The Entrepreneurship Industry and the Rise of the Veblenian Entrepreneur - telotortium
https://papers.ssrn.com/sol3/papers.cfm?abstract_id=3479042&utm_campaign=Matt%27s%20Thoughts%20In%20Between&utm_medium=email&utm_source=Revue%20newsletter
======
telotortium
Abstract:

> What is driving the declining quality of innovation-driven entrepreneurship?
> In this paper, we argue the growing entrepreneurship industry is an
> important yet overlooked explanation. This rapidly growing industry has
> transformed the nature of entrepreneurship and encouraged a particular form
> of low-quality entrepreneurship. It has done so by leveraging the Ideology
> of Entrepreneurialism to mass-produce and mass-market products that make
> possible what we term Veblenian Entrepreneurship. This is entrepreneurship
> pursued primarily as a form of conspicuous consumption. Aside from lowering
> average entrepreneurial quality, Veblenian Entrepreneurship has a range of
> (short-run) positive and (medium and long-run) negative effects for both
> individuals and society at large. We argue that the rise of the Veblenian
> Entrepreneur has contributed to creating an increasingly Untrepreneurial
> Economy. That is an economy which superficially appears innovation-driven
> and dynamic, but is actually rife with inefficiencies and unable to generate
> economically meaningful growth through innovation.

I was hoping this paper would have some good stats about this potential
phenomenon of "fake" entrepreneurship, but it seems to be a fluffed-up blog
post with a few more citations for the most part. Still a good thing to
investigate in the future though. I did find this quote striking:

> Freeman et al (2019) found that engagement in entrepreneurship (irrespective
> of failure) was associated with higher levels of depression, ADHD, substance
> abuse and bipolar disorder, while only 24% of entrepreneurs have no mental
> health issues.

Available records>
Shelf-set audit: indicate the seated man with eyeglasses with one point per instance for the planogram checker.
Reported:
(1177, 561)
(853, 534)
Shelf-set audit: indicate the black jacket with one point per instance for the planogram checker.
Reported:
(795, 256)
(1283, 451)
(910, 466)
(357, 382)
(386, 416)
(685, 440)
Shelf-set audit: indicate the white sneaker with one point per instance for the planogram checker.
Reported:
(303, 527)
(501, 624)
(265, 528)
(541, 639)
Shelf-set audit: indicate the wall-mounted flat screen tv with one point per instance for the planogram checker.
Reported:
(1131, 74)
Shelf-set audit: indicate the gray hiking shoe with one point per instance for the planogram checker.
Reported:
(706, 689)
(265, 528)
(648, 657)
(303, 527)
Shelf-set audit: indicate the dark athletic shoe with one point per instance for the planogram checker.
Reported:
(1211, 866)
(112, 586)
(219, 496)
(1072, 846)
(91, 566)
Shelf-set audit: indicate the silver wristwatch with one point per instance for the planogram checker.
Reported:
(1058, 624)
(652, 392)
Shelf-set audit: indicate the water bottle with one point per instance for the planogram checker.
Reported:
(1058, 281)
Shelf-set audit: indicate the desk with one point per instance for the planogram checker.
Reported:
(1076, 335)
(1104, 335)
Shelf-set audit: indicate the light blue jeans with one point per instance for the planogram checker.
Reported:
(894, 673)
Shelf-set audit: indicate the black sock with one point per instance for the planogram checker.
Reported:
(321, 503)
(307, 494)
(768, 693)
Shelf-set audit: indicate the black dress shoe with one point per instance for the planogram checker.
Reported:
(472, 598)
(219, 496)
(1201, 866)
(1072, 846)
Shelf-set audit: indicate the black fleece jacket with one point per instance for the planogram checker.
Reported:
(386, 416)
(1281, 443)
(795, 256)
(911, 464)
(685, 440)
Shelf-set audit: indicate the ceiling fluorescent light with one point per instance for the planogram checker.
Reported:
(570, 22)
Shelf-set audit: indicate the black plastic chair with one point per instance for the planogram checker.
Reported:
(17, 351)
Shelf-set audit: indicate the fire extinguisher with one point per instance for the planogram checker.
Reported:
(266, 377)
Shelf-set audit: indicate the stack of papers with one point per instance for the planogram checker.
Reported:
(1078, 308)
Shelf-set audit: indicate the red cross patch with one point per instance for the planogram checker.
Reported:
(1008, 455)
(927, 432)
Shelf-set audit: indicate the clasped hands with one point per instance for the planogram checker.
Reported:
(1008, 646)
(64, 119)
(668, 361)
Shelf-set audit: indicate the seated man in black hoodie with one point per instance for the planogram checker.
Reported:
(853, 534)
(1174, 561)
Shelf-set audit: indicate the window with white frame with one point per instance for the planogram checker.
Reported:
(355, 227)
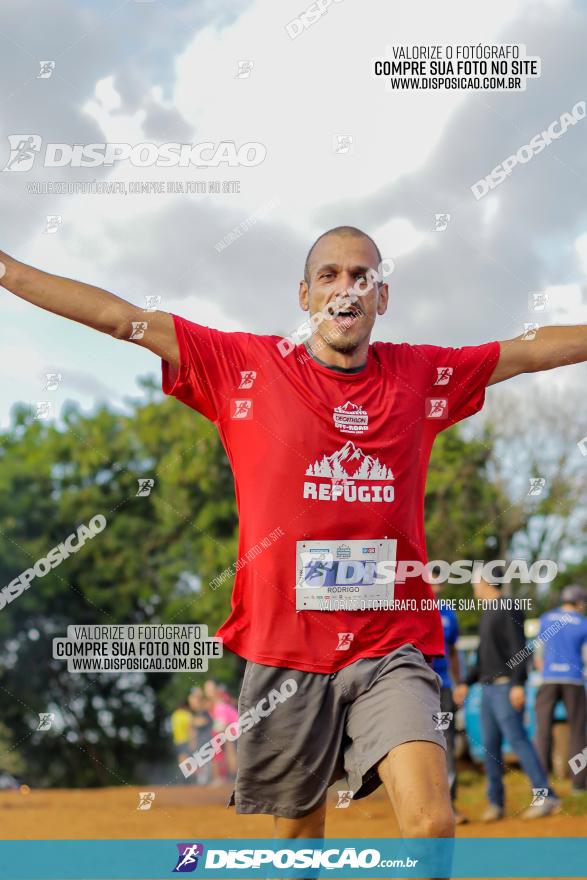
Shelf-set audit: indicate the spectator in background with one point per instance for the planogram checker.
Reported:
(201, 733)
(560, 659)
(501, 636)
(181, 730)
(447, 668)
(223, 713)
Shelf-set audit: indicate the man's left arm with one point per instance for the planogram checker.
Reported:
(548, 348)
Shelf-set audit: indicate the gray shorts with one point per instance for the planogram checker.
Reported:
(332, 726)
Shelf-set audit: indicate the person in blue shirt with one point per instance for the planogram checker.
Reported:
(562, 640)
(448, 670)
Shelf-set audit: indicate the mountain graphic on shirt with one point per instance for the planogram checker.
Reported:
(350, 463)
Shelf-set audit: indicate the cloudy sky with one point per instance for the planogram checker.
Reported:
(158, 72)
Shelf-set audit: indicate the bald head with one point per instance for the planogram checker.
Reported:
(342, 231)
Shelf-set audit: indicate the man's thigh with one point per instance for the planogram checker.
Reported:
(415, 778)
(394, 700)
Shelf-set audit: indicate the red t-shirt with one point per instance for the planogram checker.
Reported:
(293, 429)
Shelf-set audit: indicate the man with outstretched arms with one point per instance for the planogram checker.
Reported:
(329, 443)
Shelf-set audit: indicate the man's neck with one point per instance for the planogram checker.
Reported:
(323, 354)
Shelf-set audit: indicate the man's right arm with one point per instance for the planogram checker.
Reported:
(92, 306)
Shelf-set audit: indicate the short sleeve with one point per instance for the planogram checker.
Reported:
(453, 632)
(210, 367)
(456, 379)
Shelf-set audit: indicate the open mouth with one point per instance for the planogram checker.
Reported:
(347, 316)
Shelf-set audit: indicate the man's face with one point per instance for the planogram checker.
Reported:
(339, 264)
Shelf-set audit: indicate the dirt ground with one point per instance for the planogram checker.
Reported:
(185, 811)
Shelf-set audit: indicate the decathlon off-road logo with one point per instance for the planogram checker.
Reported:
(350, 475)
(25, 148)
(350, 418)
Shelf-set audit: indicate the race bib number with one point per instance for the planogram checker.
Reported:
(355, 575)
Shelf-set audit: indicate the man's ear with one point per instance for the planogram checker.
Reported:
(383, 299)
(304, 296)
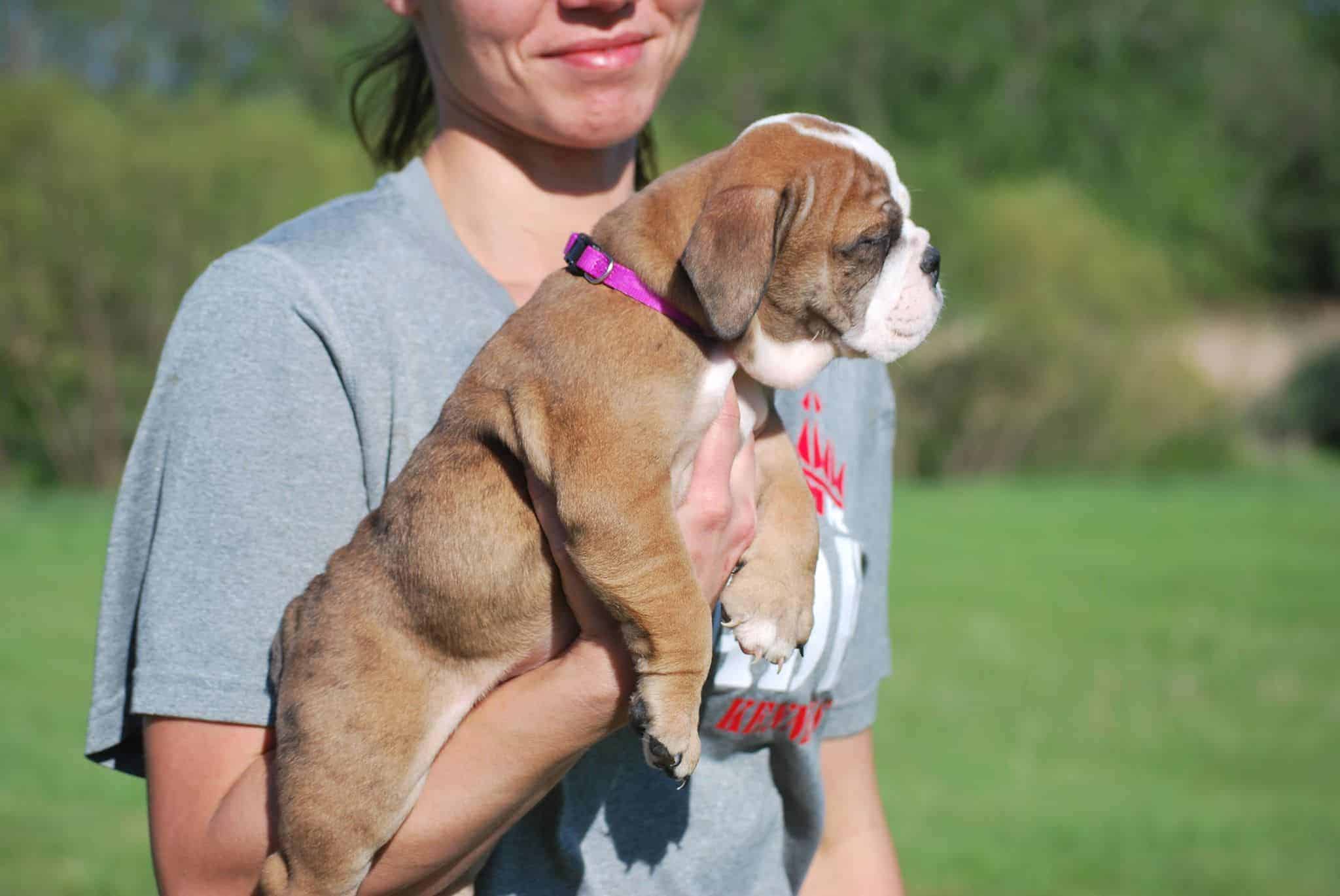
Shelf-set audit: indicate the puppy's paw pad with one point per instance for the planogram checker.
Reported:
(764, 639)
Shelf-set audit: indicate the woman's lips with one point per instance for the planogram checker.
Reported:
(608, 54)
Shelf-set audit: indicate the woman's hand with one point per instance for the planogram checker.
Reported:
(717, 520)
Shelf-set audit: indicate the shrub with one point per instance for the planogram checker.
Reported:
(1308, 406)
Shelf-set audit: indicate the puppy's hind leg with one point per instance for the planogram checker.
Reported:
(350, 768)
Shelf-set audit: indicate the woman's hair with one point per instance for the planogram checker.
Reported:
(397, 126)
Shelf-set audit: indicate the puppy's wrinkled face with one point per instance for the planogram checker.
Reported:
(849, 272)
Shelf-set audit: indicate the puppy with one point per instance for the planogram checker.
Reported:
(786, 249)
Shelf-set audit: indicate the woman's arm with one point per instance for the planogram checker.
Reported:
(855, 851)
(209, 810)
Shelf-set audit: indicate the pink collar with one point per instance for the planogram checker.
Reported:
(591, 262)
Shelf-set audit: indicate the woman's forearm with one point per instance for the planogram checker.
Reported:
(503, 759)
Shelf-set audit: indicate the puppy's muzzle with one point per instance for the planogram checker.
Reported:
(930, 264)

Jobs>
1. In the thread on the entrepreneurship industry, how does the paper define Veblenian Entrepreneurship?
2. Reproduce the listing verbatim from the line containing "Shelf-set audit: indicate the pink" down to the end of the listing, including both ends.

Expected outputs>
1. It is entrepreneurship pursued primarily as a form of conspicuous consumption.

2.
Shelf-set audit: indicate the pink collar with one point per instance for the planogram checker.
Reported:
(591, 262)
Shelf-set audit: indicate the woman's forearm with one point per instance for the planogram checker.
Reported:
(503, 759)
Shelf-set audit: indicate the puppy's muzzle with one point per instance for the planogram checker.
Reported:
(930, 264)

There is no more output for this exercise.